- [Input for this task]

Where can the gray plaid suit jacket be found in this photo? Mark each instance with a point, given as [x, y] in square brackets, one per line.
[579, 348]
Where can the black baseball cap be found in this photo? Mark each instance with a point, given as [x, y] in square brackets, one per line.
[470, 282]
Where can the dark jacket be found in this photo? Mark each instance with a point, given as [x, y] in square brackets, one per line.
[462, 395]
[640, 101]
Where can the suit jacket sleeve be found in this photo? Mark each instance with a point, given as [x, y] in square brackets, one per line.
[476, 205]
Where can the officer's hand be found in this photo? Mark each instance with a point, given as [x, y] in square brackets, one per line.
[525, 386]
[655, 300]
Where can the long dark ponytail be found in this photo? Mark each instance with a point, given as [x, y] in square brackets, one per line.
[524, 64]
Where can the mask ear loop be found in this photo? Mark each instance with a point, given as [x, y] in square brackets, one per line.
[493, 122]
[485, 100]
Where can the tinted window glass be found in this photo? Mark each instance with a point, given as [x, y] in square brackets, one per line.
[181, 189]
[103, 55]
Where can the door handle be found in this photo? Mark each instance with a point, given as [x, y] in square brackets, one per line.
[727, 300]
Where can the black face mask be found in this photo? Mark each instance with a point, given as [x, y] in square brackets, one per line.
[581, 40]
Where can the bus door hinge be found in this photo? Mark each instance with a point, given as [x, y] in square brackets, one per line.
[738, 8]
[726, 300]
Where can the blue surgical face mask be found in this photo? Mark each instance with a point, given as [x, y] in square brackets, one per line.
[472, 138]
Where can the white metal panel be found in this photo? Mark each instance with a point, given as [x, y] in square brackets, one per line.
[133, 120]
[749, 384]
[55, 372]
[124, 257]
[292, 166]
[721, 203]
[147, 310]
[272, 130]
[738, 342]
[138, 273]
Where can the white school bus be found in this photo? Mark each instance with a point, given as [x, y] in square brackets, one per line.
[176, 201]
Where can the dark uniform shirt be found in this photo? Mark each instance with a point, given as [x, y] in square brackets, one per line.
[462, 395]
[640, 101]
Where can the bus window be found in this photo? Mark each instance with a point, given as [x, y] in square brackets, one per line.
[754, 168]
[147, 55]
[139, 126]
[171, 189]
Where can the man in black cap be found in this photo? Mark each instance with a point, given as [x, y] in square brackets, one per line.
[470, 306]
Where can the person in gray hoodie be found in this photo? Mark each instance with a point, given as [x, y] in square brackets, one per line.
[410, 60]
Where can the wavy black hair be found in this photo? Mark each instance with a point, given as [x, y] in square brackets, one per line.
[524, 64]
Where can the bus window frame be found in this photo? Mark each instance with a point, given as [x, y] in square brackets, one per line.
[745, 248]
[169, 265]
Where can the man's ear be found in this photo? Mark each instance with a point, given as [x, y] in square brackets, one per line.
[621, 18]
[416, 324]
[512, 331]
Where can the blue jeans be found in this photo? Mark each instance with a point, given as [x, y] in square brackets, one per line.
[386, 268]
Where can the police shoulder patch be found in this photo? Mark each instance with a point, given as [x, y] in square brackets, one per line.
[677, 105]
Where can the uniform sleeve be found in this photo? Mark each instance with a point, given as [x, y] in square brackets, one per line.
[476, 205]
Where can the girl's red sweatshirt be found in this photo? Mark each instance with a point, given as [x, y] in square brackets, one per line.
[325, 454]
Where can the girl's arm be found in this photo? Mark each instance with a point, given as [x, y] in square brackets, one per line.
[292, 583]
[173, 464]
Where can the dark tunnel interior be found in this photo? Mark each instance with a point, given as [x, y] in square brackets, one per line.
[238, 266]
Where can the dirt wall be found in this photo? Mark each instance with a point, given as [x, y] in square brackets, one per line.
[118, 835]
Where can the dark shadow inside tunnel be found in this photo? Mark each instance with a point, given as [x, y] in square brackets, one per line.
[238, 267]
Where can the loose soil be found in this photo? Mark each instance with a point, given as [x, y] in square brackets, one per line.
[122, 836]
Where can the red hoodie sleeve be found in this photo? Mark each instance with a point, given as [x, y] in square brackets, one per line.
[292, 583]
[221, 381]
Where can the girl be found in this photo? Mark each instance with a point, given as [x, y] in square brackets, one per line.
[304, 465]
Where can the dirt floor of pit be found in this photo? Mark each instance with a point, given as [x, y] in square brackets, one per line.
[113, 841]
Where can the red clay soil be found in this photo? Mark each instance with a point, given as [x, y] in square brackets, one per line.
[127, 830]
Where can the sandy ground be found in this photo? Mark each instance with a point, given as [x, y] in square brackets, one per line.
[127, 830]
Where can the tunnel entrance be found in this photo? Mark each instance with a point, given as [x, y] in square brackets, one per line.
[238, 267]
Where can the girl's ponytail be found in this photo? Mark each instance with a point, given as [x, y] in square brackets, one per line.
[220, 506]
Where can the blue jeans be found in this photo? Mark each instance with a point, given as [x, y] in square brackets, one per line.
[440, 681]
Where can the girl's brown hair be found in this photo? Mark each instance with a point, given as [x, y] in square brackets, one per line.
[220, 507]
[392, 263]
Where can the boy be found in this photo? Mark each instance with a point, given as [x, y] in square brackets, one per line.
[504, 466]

- [Instruction]
Give the material above again, word for word.

- [Result of this exercise]
Where can the gray plaid suit jacket be found in this photo? Mark each instance with a point, given as [x, y] in square brackets, one per line.
[579, 348]
Where can the black baseball cap be found in this photo? Mark each instance with a point, given as [x, y] in square brackets, one per line.
[470, 282]
Where can the dark jacket be found in this photo? Mark each instance with a point, given as [x, y] in square brackets, one per line.
[462, 395]
[640, 101]
Where can the suit jacket sleeve be found in this photo? Mark each instance with a point, given as [x, y] in square brackets, one per line.
[476, 205]
Where can the officer's hand be found in this photo? Mark each instance with a point, given as [x, y] in square brackets, one per line.
[525, 386]
[655, 300]
Where can the long dark ponytail be found in this photo? Mark each instance with a point, given as [x, y] in square brackets, one per line.
[524, 64]
Where can the mask ear loop be found in this photo? Mark each instance with a point, given as [x, y] in square brackets, one per line.
[493, 122]
[485, 100]
Where can the tinted window glass be found in this photo? Mark each instance with a point, given as [x, y] in square brackets, one per line.
[181, 189]
[103, 55]
Where can the door handle be found in this photo? Mark each instance with a point, given as [x, y] in square brackets, one per line.
[727, 300]
Where can the black face mask be found in this photo? Mark each instance with a point, given as [x, y] in square brackets, one per line.
[581, 40]
Where can the bus door hinge be found in this photo? Mark each instance with a point, given as [x, y] in square brackets, one per line.
[738, 8]
[726, 300]
Where can the blue surgical face mask be found in this photo? Mark each instance with a point, given as [x, y] in square brackets, one per line.
[472, 138]
Where can the white metal panel be found in this photo? Mark each instance with a point, given as [x, y] in square brackets, one per line.
[133, 120]
[749, 384]
[55, 372]
[124, 257]
[292, 166]
[721, 203]
[147, 310]
[272, 130]
[738, 342]
[138, 273]
Where can the white school bus be found in this photo? Mark each instance with a point, given as [x, y] in square brackets, one per line.
[176, 201]
Where can the dark uniform shirt be found in this photo? Mark each instance with a point, given as [x, y] in square brackets, one per line.
[462, 395]
[640, 101]
Where can the bus window be found in this photo? Mark each instance with a point, given as [x, y] in square brackets, one per line.
[754, 168]
[147, 55]
[139, 126]
[171, 189]
Where can the man in black cap be found in this photo? Mark each instance with a point, given as [x, y] in square brackets, one per line.
[470, 306]
Where can the person in gray hoodie be found in this photo? Mark each instance with a point, given as [x, y] in square brackets, one per line.
[410, 60]
Where can the wavy black hair be found in this photo? Mark each instance with a point, given as [x, y] in square brackets, one per line.
[524, 64]
Where can the bus window frame be found in this photo? Mark each instance with a point, given as [x, y] in square brackets, one per line.
[745, 248]
[169, 265]
Where can the man's ear be found in this photo? Mark each instance with a point, given as [x, y] in square brackets, one per line.
[621, 18]
[416, 324]
[512, 331]
Where can the blue jeans be found in this photo? Mark each instance with a point, given as [x, y] in square brackets, one per line.
[386, 268]
Where can the police shoulder patch be found in this photo? Mark each instance with a point, given as [x, y] in square brackets, one per line.
[677, 105]
Where can the uniform sleeve be found in this photo? Mark each instance with a point, given as [x, y] in square brackets, one per line.
[476, 205]
Where can the girl's red sweatshirt be found in this photo? Mark each instance with a point, given as [x, y] in square brackets, one per line.
[325, 454]
Where can the girl's arm be found in this photo? Mark each instance with a point, given as [x, y] in square brackets, one per line.
[292, 583]
[173, 464]
Where can the dark tunnel interior be found in this photo? Mark each instance with a point, given as [x, y] in square brackets, one per line.
[238, 266]
Where can the dirt wall be found in this photo? Mark each instance with a point, given as [x, y] in square brackets, one per line.
[118, 835]
Where can the dark shadow inside tunnel be found in this photo? Mark each instance with a point, given as [x, y] in square brackets, one per line.
[238, 267]
Where can the loose soil be found in this photo? Mark each instance with a point, given as [x, y] in square brackets, one per line.
[122, 836]
Where can the red hoodie sleeve be found in this photo? Mark each instance with a point, given as [x, y] in square brackets, one per line.
[292, 583]
[221, 381]
Where can the girl be found in this photo? Mark each instance with a point, given as [x, y] in square brackets, one per line.
[304, 465]
Where can the dirt floor of pit be found in this photo? Mark each instance with a point, given as [x, y] in square brackets, one per line.
[113, 841]
Where can the red clay soil be found in this photo? Mark each instance with a point, given as [x, y] in square brackets, one per line.
[127, 830]
Where can the sandy ground be found in this photo? Mark each instance with a point, given as [x, y] in square brackets, one per line.
[127, 830]
Where can the tunnel entrance be found in this photo? Mark each instance with a point, given as [x, y] in square brackets, one per line.
[238, 267]
Where can the girl's ponytail be found in this photo? Mark each instance with a point, given as [x, y] in square brackets, one per line.
[220, 506]
Where can the blue jeans be found in this photo? Mark each instance with a point, given as [x, y] in square brackets, one per line.
[440, 681]
Where can the girl's brown hair be found in this photo? Mark each instance with a point, given as [x, y] in square brackets, one per line.
[220, 507]
[392, 263]
Where can the boy be found in this photo? Mark each instance with a point, given as [x, y] in square brackets, one per line.
[504, 466]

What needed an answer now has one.